(Point-based annotation data)
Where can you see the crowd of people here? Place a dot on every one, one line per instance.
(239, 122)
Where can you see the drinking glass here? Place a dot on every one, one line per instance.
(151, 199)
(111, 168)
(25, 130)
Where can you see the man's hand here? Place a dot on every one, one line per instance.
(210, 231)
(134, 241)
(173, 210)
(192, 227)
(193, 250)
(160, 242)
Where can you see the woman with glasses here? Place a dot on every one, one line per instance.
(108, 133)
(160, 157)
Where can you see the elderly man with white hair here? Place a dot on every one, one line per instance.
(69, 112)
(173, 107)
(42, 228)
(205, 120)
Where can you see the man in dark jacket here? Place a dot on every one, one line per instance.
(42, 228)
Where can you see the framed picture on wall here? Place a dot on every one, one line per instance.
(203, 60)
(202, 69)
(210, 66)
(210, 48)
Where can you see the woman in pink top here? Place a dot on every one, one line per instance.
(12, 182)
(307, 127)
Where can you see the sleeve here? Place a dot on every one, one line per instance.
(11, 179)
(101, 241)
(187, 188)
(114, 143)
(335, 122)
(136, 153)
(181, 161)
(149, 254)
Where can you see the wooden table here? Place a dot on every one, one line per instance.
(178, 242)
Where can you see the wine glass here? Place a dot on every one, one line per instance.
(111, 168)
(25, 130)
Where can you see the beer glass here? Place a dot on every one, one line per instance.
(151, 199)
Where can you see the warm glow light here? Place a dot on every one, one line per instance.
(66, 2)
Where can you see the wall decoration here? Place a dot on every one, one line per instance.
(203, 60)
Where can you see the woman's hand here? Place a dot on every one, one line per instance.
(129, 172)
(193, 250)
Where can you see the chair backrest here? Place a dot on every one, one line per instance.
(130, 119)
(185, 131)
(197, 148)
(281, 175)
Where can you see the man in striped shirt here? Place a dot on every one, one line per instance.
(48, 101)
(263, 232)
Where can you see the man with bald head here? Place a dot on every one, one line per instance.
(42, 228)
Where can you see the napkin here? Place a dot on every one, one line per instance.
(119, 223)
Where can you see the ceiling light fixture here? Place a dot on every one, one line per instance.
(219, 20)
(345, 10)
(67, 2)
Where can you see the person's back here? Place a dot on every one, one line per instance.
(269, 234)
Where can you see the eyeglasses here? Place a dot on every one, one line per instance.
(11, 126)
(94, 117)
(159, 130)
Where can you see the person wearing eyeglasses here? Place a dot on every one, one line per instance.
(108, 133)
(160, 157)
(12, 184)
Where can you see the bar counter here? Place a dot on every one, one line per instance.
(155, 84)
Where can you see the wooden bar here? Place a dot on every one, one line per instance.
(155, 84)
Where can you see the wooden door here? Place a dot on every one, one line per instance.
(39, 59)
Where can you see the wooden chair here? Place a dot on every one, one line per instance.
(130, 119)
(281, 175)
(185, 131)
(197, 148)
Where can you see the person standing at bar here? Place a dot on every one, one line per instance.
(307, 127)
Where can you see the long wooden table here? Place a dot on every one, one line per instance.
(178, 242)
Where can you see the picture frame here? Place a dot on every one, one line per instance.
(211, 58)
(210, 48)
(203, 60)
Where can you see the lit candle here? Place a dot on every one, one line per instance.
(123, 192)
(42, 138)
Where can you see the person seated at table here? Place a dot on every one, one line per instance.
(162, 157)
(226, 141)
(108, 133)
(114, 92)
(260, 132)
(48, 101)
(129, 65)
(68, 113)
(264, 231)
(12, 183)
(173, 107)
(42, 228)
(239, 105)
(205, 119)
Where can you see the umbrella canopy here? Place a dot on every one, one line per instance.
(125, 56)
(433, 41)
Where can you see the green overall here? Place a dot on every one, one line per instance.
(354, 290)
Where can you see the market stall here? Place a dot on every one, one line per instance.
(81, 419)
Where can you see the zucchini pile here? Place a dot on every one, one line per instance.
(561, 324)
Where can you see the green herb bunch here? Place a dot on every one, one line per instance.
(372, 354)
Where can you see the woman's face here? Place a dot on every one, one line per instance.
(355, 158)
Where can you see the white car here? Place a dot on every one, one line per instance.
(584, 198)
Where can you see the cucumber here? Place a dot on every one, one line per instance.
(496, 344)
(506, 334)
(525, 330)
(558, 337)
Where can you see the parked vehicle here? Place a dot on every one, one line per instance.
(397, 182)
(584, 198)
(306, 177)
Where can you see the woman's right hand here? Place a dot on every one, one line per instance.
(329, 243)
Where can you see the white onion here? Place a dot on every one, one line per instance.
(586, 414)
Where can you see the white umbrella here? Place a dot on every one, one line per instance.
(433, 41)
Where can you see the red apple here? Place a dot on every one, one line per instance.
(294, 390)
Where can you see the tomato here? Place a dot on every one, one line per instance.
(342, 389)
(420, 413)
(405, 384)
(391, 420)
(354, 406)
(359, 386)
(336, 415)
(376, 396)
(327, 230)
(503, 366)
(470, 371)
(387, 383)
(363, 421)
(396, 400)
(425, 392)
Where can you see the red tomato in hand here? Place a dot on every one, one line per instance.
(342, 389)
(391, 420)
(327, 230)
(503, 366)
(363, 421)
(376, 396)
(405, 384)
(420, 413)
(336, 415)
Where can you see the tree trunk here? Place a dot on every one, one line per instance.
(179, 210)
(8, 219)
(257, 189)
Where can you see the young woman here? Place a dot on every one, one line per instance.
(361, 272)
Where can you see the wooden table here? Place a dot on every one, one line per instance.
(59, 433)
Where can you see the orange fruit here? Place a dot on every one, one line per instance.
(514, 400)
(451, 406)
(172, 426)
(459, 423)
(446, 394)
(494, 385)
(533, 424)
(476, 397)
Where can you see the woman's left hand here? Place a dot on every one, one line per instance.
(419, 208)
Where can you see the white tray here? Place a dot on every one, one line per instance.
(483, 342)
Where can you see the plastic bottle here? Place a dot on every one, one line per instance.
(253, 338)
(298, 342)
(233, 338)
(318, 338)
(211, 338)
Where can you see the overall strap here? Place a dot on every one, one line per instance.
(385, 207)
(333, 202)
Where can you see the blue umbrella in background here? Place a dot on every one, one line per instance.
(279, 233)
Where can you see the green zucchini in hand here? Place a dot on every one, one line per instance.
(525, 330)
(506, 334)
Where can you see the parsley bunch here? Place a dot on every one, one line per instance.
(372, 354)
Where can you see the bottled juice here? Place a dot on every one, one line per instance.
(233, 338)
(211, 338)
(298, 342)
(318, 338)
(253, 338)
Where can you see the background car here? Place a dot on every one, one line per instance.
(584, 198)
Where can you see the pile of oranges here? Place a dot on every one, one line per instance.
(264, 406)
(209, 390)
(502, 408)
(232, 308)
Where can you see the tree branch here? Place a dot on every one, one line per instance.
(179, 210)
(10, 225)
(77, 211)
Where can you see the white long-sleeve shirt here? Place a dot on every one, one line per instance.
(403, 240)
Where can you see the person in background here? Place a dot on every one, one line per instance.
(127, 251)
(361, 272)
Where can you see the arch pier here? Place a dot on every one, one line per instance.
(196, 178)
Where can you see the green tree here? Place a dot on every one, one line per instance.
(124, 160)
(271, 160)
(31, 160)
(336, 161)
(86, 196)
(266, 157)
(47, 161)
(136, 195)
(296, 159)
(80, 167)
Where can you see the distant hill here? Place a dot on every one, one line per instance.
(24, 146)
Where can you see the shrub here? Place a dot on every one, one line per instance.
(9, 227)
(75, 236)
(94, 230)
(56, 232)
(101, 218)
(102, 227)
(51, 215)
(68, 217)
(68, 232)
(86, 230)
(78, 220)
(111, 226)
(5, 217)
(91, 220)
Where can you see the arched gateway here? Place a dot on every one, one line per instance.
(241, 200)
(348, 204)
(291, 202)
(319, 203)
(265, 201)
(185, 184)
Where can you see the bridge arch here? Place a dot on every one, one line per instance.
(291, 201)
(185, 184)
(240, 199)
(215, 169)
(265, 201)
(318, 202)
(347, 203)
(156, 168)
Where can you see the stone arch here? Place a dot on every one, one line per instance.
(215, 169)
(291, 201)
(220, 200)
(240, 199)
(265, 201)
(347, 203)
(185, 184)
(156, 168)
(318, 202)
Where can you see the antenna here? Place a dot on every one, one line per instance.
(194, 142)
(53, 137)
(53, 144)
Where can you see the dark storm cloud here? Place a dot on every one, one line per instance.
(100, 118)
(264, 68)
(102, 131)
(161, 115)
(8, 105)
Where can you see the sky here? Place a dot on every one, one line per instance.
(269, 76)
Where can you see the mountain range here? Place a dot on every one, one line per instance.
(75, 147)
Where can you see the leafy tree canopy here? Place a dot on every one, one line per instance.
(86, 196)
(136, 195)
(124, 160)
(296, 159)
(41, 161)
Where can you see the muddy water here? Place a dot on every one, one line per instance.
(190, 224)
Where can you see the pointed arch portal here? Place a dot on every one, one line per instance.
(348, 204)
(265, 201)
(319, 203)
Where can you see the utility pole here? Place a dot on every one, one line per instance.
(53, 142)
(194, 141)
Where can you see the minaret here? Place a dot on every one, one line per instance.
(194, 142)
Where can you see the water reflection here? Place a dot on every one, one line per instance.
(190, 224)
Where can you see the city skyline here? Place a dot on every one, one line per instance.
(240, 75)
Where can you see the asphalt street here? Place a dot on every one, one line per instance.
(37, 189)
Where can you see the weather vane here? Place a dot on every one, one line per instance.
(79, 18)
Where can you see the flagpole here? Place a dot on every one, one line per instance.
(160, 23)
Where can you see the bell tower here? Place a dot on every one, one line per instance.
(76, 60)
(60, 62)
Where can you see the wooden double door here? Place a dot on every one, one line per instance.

Problem to solve: Copy each line exactly, from the line containing "Where can you see the sky" down to the last line of the material, and no other lines.

Answer to this exercise:
Where can you see the sky here? Place a dot on every one, one line per instance.
(269, 76)
Where can you see the mountain range here? Place a dot on every one, one line per instance.
(75, 147)
Where can you see the leafy tree canopy here? Place a dot on every one, one line per instance.
(86, 196)
(136, 195)
(124, 160)
(296, 159)
(41, 161)
Where can you see the muddy water here? Place a dot on every one, one line per instance.
(190, 224)
Where can you see the pointed arch portal here? Place a dot on every one, one line per instance.
(348, 204)
(265, 201)
(319, 203)
Where can you see the utility pole here? Place a dot on every one, one line per instance.
(53, 142)
(194, 141)
Where can you see the minaret here? Place a dot on every one, one line per instance.
(194, 142)
Where can you see the water reflection here? Place a dot on every one, one line per instance.
(190, 224)
Where can you see the city skyline here? Place a dot on every one, one line per instance.
(240, 75)
Where can you see the asphalt street here? Place a dot on every one, one line per instance.
(37, 189)
Where can you see the weather vane here? Place a dot on every one, one line per instance.
(79, 18)
Where can you see the flagpole here? Place a dot on every one, one line per instance.
(160, 23)
Where can you see the bell tower here? Place a dot on every one, one line per instance.
(76, 60)
(60, 62)
Where can you see the wooden double door here? Place a dot on every one, one line per instance.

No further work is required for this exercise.